__Work instructions__. Omitting all images, set down every line below exactly as it appears.

===== Dataset content

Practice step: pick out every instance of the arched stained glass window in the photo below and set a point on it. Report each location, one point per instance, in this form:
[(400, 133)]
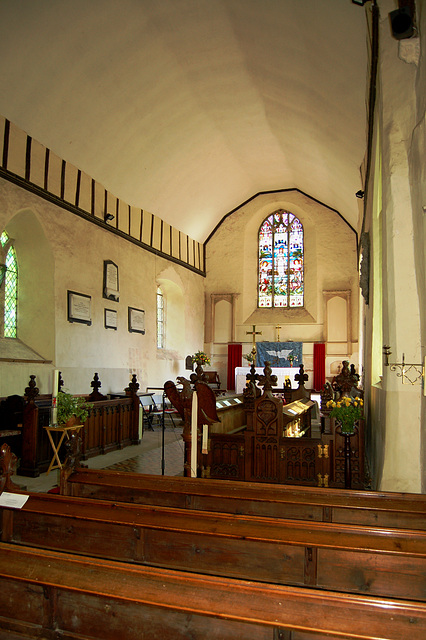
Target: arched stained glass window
[(281, 281), (10, 292)]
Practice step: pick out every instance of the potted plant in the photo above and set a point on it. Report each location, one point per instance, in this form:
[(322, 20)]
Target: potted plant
[(346, 411), (71, 409), (201, 358)]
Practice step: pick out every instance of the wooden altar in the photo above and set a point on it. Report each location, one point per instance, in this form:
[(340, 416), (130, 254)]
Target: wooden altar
[(258, 438)]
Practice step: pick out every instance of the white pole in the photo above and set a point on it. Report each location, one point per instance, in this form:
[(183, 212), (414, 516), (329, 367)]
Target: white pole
[(194, 420), (55, 396)]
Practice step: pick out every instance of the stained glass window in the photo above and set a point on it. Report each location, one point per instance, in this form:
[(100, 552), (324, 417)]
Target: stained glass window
[(10, 291), (160, 319), (281, 281)]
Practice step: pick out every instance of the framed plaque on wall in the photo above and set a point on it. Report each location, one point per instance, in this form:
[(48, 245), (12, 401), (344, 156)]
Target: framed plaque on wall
[(79, 308), (136, 320), (111, 289), (110, 319)]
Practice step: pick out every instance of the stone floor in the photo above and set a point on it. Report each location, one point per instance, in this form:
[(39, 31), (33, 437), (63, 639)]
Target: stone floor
[(142, 458)]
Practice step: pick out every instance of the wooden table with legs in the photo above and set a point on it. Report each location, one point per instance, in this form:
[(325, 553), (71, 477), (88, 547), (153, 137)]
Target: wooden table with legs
[(65, 433)]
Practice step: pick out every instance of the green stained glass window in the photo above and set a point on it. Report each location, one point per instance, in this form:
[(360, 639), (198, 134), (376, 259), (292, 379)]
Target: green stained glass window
[(281, 261), (10, 289), (160, 319)]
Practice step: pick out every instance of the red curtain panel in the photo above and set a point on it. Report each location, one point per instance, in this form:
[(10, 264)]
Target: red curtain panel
[(235, 354)]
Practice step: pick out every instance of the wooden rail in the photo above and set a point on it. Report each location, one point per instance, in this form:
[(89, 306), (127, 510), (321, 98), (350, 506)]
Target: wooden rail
[(345, 558), (370, 508), (52, 594)]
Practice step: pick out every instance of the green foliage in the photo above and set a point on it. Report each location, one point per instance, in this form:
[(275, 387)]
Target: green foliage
[(69, 405), (347, 411), (201, 358)]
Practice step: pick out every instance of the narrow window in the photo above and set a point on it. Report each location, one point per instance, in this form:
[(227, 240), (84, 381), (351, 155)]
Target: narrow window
[(160, 319), (10, 287), (281, 260)]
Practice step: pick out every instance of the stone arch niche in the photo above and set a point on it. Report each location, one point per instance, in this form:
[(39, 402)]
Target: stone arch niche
[(337, 328)]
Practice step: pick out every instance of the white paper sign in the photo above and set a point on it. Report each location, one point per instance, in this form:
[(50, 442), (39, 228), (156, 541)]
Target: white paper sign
[(13, 500)]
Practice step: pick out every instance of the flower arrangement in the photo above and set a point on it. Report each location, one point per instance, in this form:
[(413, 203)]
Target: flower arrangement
[(201, 358), (347, 411), (69, 405)]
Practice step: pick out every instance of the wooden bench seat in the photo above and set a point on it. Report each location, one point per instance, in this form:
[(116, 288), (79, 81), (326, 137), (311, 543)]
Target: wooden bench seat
[(396, 510), (51, 594), (354, 559)]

==========

__Solution for this task__.
Practice step: pick out every instance of the arched stained glass window in the photo below and set a point on it. Report each location, one point per instance, in this form:
[(400, 133)]
Target: arched stained glass window
[(281, 281), (10, 292)]
Practice step: pick out every instance of the potted plant in the photo above and set a point on it. Report each location, one point per instance, in this form:
[(322, 20)]
Target: potted plant
[(346, 411), (71, 409), (201, 358)]
Practice step: pick out every instance of the wooden altar in the photo above and set a point on it. Report each location, one point per instance, in this form:
[(340, 416), (130, 254)]
Target: wooden altar
[(258, 438)]
Practice step: pick out every instance of the white pole in the photo above and set a point on it. Report each location, one point per instance, in this form:
[(183, 212), (414, 516), (329, 367)]
Target: white pole
[(194, 420), (55, 396)]
Practice step: pick out every instance of the stained glass window in the photo above and set a point on it. Report each location, one point per instance, in this form:
[(100, 552), (324, 417)]
Target: stained glass window
[(10, 291), (160, 319), (281, 281)]
Practice step: pick out every instance of the framed plaque on wall in the photo above and set a point on it. Report each location, one point per instance, in this form:
[(48, 245), (12, 401), (344, 156)]
Target: framed plaque on wall
[(79, 308), (136, 320), (111, 289), (110, 319)]
Practice step: pick out every instance of the stone floor in the photo above and set a point on it. Report each location, one point per instance, in this form:
[(39, 31), (33, 437), (63, 639)]
Target: stone floor
[(142, 458)]
Practice step: pick out every instance of the wooden table with legs in the photo above and set a point on it. Report each location, one point per instance, in this form:
[(325, 553), (71, 477), (88, 547), (153, 137)]
Target: wooden table with legs
[(65, 433)]
Practice step: pick out every instance of the green stained glass window in the photo above and set a point on it. Report each location, one point per instance, in this form:
[(360, 639), (198, 134), (376, 259), (292, 379)]
Target: green stained glass window
[(281, 261), (10, 289), (160, 319)]
Practice step: pick out every instance of the red curtain panel in the photo above and set a point on it. Report each location, one point per instance, in this form:
[(10, 264)]
Target: red curtain panel
[(235, 354)]
Practice step: pick out every instance of the wooden rail in the photo above and set a point on it. Report each location, one point per instance, in this form:
[(89, 306), (127, 510), (321, 98), (350, 506)]
Target: wooden rail
[(345, 558), (370, 508), (52, 594)]
Practice step: pick out every instance of the green foliage in the photo above and set a point on it. Report each location, one point per instance, in this form:
[(275, 387)]
Target: green foliage
[(69, 405), (347, 411), (201, 358)]
Practice step: pick out every instance of the narrow window in the photo above and set a point on it. Report each location, one point per instance, in this form:
[(227, 240), (84, 381), (351, 155)]
Target: narrow window
[(160, 319), (10, 287), (281, 260)]
Practice step: pick out every instance of the stone arch niche in the photo above and set a point on it. Report each location, one point per instance, in this form:
[(39, 402)]
Target: stone arch niche
[(337, 328)]
Practice step: pick out every instance of the white paper sign in the photo above and set a point on it. Report each location, one point per instance, in this form:
[(50, 442), (39, 228), (156, 541)]
Target: white paper sign
[(13, 500)]
Practice step: pick out every instance of the flower arrangement in the photo above and set a point on it. Report each location, one point per instance, in this form:
[(413, 203)]
Target: flower arrangement
[(201, 358), (347, 411), (69, 405)]
Practice step: pick out every instance of the wooden bench seat in the photo above and set a point on it. Report each location, one point per instance, in this form:
[(116, 288), (79, 81), (326, 137), (311, 543)]
Target: wooden bench seat
[(396, 510), (51, 594), (354, 559)]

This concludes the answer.